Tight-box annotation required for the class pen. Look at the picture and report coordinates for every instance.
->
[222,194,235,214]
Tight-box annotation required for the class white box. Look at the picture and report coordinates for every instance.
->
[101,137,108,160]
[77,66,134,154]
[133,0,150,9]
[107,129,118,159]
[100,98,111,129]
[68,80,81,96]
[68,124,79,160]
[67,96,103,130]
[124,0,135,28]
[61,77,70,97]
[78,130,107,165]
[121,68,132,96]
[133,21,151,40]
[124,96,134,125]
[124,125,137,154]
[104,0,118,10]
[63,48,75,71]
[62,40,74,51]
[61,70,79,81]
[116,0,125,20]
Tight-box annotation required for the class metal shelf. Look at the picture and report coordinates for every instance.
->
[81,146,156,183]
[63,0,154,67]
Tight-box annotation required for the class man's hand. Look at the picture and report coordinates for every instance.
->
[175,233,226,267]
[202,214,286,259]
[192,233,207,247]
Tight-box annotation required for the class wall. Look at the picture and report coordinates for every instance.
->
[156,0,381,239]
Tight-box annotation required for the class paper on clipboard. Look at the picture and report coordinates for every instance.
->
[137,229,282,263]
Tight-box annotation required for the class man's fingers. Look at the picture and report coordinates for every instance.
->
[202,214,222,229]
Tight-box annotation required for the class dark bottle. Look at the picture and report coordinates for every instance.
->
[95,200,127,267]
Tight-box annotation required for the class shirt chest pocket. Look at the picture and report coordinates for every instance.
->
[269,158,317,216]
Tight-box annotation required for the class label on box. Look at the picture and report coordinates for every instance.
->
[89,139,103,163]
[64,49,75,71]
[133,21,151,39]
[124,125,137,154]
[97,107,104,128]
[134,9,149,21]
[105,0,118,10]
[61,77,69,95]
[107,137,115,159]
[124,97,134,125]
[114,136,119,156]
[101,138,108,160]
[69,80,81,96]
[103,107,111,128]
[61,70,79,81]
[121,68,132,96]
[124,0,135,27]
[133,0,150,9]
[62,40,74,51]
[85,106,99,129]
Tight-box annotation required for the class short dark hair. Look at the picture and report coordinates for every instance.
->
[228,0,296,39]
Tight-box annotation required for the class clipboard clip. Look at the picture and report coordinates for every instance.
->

### PROBLEM DESCRIPTION
Format all of the lines above as a JSON list of strings, with one string per line and any blank lines omitted.

### WRITTEN SOLUTION
[
  "Tight-box annotation required for the class pen. Look at the picture and report coordinates for every instance.",
  "->",
  "[222,194,235,214]",
  "Tight-box annotation required for the class white box. Look at the picture and report coordinates for every instance.",
  "->",
  "[101,137,108,160]",
  "[77,66,134,154]",
  "[133,0,150,9]",
  "[107,129,118,159]",
  "[100,98,111,129]",
  "[68,80,81,96]",
  "[68,124,79,160]",
  "[67,96,103,130]",
  "[124,0,135,28]",
  "[61,77,70,97]",
  "[78,130,107,165]",
  "[121,68,132,96]",
  "[133,21,151,40]",
  "[124,96,134,125]",
  "[124,125,137,154]",
  "[104,0,118,10]",
  "[63,48,75,71]",
  "[62,40,74,51]",
  "[61,70,79,81]",
  "[116,0,125,20]",
  "Tight-box annotation required for the class metal shelf. Look at the picture and report coordinates for every instance.",
  "->",
  "[81,146,156,183]",
  "[63,0,154,67]",
  "Tight-box annotation required for the class man's hand. Look at the picture and report coordinates for every instance.",
  "->",
  "[175,233,226,267]",
  "[202,214,286,259]",
  "[192,233,207,247]",
  "Tight-box annotation required for the class wall. Look at the picture and report coordinates for every instance.",
  "->",
  "[156,0,381,239]",
  "Tight-box annotation required for the class paper on clipboard. Look at the picture and report coordinates for every instance.",
  "->",
  "[137,229,282,263]",
  "Tight-box annotation required for the class man's fingers. Look at the picture and report coordinates for every instance.",
  "->",
  "[202,214,222,229]",
  "Tight-box annotation required for the class dark bottle. Look at the picture and report coordinates for every instance.",
  "->",
  "[95,200,127,267]",
  "Tight-box annotation required for the class shirt chest pocket. Look at the picture and report coordinates for every instance.",
  "->",
  "[269,158,317,216]",
  "Tight-box annotation required for the class label on box. Look at the picture and report coordinates for every instance.",
  "->",
  "[89,139,103,163]",
  "[64,49,75,71]",
  "[133,21,151,39]",
  "[124,125,137,154]",
  "[97,107,104,128]",
  "[134,9,149,21]",
  "[105,0,118,10]",
  "[61,77,69,95]",
  "[107,137,115,159]",
  "[124,97,134,125]",
  "[114,136,119,156]",
  "[101,138,108,160]",
  "[69,80,81,96]",
  "[103,107,111,128]",
  "[61,70,79,81]",
  "[121,68,132,96]",
  "[124,0,135,27]",
  "[133,0,150,9]",
  "[62,40,74,51]",
  "[85,106,99,129]",
  "Tight-box annotation required for the class short dark hair. Look at the picture and report coordinates for every instance.",
  "->",
  "[228,0,296,39]",
  "Tight-box annotation required for the class clipboard clip. Look at the picture and report coordinates for every instance.",
  "->"
]